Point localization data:

____________

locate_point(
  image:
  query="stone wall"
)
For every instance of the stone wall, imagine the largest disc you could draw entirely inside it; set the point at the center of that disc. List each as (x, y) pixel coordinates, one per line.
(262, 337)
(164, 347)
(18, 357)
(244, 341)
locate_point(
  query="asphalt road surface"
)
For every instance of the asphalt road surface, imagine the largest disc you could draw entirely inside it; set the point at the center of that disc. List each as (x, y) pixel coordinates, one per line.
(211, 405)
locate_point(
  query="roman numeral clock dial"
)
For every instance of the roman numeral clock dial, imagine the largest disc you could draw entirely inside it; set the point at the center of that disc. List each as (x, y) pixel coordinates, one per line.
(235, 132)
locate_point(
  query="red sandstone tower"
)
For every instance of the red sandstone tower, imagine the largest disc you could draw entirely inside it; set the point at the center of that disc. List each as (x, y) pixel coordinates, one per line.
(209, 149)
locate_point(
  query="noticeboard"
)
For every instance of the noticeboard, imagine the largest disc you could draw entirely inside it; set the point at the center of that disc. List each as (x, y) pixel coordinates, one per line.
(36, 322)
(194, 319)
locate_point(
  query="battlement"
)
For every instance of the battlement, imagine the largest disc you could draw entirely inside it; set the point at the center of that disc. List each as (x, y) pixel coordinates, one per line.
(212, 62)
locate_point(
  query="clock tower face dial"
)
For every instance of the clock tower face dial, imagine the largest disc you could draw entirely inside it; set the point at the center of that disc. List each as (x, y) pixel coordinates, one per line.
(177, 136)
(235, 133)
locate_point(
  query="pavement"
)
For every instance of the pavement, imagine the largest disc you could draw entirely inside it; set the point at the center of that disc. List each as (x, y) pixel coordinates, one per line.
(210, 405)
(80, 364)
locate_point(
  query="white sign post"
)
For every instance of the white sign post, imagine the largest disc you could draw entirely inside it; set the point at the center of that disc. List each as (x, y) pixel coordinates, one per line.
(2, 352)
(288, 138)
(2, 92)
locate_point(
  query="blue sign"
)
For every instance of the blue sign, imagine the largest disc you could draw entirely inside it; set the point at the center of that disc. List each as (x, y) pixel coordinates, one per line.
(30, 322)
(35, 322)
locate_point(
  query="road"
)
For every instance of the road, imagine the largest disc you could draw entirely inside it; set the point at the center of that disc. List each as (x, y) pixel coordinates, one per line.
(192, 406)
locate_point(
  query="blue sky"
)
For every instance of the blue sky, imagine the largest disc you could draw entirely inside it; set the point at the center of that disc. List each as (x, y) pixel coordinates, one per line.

____________

Which lines in the entries above contain "query"? Pull each of them out.

_EXERCISE ANSWER:_
  query="stone wall"
  query="asphalt road surface"
  query="roman numeral clock dial"
  query="red sandstone tower"
  query="noticeboard"
  query="battlement"
  query="clock tower face dial"
  query="pavement"
  query="white sign post"
  query="blue sign"
  query="road"
  query="blue sky"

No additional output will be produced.